# [TASK MATERIAL]
============

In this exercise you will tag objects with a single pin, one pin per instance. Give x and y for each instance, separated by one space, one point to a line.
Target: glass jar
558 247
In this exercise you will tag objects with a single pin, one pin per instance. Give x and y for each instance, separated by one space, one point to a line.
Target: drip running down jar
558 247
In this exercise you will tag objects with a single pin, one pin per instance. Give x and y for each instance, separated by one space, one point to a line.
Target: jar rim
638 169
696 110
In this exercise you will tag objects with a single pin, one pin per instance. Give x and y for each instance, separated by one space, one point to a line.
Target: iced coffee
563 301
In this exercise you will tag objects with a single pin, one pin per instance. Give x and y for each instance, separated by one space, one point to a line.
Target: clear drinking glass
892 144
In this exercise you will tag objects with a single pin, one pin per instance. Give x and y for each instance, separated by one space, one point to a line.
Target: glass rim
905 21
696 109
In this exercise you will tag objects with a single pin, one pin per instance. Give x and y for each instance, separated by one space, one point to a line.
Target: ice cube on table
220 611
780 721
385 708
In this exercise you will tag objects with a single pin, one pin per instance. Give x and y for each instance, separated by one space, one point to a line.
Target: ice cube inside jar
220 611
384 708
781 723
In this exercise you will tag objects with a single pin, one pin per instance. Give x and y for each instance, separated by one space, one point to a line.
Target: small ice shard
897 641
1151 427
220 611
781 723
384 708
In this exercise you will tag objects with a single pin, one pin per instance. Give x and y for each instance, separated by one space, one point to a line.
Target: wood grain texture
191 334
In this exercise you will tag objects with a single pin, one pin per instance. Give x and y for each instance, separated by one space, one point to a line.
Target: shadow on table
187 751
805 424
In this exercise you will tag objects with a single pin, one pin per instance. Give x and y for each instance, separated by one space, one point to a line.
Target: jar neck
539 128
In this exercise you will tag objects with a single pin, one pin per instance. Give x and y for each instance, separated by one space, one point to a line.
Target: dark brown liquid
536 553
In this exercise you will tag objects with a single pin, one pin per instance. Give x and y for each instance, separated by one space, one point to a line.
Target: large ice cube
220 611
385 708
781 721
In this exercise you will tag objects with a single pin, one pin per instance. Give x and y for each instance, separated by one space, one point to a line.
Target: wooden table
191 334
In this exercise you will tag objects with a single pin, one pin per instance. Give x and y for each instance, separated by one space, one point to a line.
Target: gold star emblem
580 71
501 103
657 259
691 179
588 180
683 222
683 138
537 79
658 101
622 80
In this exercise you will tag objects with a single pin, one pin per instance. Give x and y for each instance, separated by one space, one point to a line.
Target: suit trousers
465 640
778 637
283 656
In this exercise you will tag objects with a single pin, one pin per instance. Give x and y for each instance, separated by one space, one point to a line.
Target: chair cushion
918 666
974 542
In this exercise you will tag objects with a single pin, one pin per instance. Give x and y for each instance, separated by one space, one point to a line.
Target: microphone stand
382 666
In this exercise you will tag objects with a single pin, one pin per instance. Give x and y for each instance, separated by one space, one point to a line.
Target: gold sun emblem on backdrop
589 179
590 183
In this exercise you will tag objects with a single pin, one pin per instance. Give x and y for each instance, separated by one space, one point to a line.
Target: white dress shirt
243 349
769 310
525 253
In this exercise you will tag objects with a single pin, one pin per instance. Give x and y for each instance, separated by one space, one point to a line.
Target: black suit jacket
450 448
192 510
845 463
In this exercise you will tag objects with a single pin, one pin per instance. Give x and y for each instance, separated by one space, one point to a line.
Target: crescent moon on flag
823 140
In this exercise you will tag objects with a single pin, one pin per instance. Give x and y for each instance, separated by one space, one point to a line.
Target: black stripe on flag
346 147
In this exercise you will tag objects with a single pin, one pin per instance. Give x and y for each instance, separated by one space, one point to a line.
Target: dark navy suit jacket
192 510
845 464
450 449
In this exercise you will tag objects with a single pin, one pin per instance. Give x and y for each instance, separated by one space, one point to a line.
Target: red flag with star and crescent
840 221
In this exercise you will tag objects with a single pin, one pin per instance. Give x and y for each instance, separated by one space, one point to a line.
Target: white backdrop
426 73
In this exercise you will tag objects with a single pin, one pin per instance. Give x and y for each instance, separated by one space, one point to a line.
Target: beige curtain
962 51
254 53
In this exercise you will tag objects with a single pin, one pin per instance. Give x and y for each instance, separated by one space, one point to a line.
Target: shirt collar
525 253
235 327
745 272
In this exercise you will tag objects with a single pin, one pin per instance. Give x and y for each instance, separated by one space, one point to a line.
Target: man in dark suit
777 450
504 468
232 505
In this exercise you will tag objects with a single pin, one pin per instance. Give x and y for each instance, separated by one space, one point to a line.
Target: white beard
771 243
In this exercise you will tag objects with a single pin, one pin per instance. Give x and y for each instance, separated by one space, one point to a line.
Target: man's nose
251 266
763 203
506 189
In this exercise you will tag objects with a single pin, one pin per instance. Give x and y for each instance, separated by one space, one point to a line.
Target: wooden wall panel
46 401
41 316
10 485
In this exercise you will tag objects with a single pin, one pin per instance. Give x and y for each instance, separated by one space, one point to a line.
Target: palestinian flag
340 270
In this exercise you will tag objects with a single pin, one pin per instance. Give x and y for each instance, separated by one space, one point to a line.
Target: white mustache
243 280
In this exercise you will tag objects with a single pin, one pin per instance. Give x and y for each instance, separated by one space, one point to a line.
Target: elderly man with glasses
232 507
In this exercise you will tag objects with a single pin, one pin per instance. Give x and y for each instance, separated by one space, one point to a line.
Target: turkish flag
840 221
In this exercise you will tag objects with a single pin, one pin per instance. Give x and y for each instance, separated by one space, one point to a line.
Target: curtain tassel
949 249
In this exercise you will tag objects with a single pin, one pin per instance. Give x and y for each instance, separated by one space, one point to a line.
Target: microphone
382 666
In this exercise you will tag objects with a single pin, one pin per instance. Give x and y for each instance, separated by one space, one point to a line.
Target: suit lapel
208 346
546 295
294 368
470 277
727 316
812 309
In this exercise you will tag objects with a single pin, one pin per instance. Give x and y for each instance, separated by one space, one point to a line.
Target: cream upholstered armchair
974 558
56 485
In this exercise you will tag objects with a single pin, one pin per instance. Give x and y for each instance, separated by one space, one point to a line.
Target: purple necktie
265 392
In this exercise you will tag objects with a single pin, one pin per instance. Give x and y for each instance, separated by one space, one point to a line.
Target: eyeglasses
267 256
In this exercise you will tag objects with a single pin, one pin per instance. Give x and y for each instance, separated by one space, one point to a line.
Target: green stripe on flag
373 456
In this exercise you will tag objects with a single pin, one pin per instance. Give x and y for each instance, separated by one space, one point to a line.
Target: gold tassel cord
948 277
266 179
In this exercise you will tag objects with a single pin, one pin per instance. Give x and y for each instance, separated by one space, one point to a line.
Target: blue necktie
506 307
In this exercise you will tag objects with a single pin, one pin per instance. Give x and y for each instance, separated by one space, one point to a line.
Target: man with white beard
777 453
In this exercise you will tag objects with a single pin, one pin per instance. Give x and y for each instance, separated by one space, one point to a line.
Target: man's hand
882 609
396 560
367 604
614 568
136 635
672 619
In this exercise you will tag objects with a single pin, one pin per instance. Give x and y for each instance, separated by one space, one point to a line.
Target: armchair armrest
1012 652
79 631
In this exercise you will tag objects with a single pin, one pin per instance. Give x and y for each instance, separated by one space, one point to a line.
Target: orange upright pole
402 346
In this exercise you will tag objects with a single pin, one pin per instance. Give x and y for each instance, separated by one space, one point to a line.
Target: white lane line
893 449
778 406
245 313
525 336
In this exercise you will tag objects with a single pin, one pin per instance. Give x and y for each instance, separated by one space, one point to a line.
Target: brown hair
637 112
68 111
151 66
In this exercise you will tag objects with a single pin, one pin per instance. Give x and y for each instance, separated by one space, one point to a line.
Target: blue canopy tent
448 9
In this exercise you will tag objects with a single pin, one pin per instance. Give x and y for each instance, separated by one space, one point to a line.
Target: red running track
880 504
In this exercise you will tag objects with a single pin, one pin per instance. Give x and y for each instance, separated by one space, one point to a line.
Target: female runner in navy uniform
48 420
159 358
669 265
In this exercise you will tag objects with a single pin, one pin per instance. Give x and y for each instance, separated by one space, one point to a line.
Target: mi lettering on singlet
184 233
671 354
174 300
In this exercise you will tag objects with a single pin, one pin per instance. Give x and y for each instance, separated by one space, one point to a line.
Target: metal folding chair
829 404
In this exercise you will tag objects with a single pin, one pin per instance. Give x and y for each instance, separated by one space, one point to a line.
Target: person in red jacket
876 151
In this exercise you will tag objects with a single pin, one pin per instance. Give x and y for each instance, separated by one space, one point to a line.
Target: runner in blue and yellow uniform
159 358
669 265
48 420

============

# [WHAT TO WORK ON]
Repeat the lines from the one containing "Target: female runner in navy uniform" through the end of the listing, exactly and without any other lines; both ends are included.

# [TASK SOLUTION]
Target: female runner in navy uniform
48 420
159 358
669 265
In this exercise you will tag objects with a single pin, one pin per instance. Give x and y for each instance, separated by one space, one point to a line.
Target: mi lettering on singlet
184 233
671 354
174 300
In this exercise you will tag objects with a single pin, one pin per instance. Give x and y for each instance, separated by one space, one point to a line.
Target: metal folding chair
829 404
In this exercise you will tag objects with a single pin, one pin per instance. Give x and y for each instance, separated by one space, one point to a line.
Target: person in red jacket
876 151
In this exercise you will tag objects with a single pin, one pin per instance. Give x and y for each instance, separated by one space, one point to a line.
Target: runner in blue and yellow uniform
159 358
669 265
48 420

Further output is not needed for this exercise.